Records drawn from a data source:
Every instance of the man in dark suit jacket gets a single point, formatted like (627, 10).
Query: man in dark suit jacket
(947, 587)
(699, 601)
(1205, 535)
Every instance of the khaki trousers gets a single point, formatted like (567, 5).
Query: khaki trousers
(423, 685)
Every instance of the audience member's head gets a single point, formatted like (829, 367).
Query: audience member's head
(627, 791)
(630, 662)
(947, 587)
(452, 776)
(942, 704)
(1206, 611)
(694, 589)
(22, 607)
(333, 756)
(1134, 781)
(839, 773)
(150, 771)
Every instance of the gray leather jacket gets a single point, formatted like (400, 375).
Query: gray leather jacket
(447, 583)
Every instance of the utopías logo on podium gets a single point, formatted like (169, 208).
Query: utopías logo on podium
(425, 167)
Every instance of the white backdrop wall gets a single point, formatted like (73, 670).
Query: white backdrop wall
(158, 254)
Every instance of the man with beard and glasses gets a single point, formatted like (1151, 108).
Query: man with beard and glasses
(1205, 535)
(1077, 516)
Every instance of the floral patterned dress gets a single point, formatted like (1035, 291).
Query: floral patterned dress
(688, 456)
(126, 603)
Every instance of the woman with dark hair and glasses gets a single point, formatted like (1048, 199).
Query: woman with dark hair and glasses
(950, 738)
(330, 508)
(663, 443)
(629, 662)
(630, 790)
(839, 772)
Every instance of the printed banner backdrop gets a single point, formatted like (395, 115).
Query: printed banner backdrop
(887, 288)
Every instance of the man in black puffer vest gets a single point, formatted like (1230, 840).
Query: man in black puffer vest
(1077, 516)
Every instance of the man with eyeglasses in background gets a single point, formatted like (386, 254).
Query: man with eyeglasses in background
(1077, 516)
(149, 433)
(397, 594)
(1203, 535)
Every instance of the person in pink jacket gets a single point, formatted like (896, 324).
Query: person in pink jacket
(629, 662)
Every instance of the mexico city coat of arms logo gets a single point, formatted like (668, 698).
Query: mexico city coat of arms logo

> WORK TO COMPLETE
Present every line of the records above as a numbered list, omitting any blank lines.

> REPLY TO THE TASK
1. Every instance of the man in dark suit jacket gets a single point, formatted like (627, 10).
2. Query: man in dark suit jacket
3. (947, 587)
4. (699, 601)
5. (1205, 535)
6. Every instance of the khaki trousers gets a single point, formatted like (567, 5).
7. Query: khaki trousers
8. (423, 685)
9. Every instance of the audience member's head gets a single point, formatted like (829, 367).
10. Query: audience member's head
11. (627, 791)
12. (630, 662)
13. (947, 587)
14. (452, 776)
15. (942, 704)
16. (1206, 611)
17. (694, 589)
18. (22, 607)
19. (333, 756)
20. (1134, 781)
21. (839, 773)
22. (150, 771)
23. Every instance of the gray leather jacket gets a single point, formatted like (400, 375).
24. Query: gray leather jacket
25. (447, 583)
26. Every instance of the utopías logo on podium gets a single point, formatted like (169, 208).
27. Query: utopías logo on podium
28. (425, 167)
29. Every instance of the white backdrop wall gets a single point, formatted like (73, 670).
30. Query: white backdrop wall
31. (158, 254)
32. Every instance of the man with beard and glasses gets a single point, formatted like (1151, 108).
33. Query: man with beard and glasses
34. (1205, 535)
35. (1077, 516)
36. Every instance of the floral patterned dress gets a single point, formatted like (1035, 291).
37. Query: floral patterned dress
38. (688, 456)
39. (126, 603)
40. Every instance of the woman with dark hair and glasses gets a single point, formatted like (1048, 199).
41. Query: woman with dark hair and glasses
42. (950, 738)
43. (330, 508)
44. (663, 443)
45. (629, 662)
46. (630, 790)
47. (839, 772)
48. Every instance of the printed banner backdrop gets a single point, formatted like (395, 115).
49. Query: printed banner backdrop
50. (887, 288)
51. Every instance of the man in black puffer vest gets a single point, formatted like (1230, 840).
52. Query: man in black puffer vest
53. (1077, 516)
54. Every instance of the man with eyeglasses in background gets a single point, formatted like (386, 254).
55. Query: man with eyeglasses in background
56. (1077, 516)
57. (149, 433)
58. (397, 594)
59. (1203, 535)
60. Every instance of the person in pink jacket gets a single point, formatted like (896, 324).
61. Query: person in pink jacket
62. (629, 662)
63. Every instance of the mexico city coat of arms logo gets a single point, formatted like (668, 698).
64. Query: mexico city coat of arms logo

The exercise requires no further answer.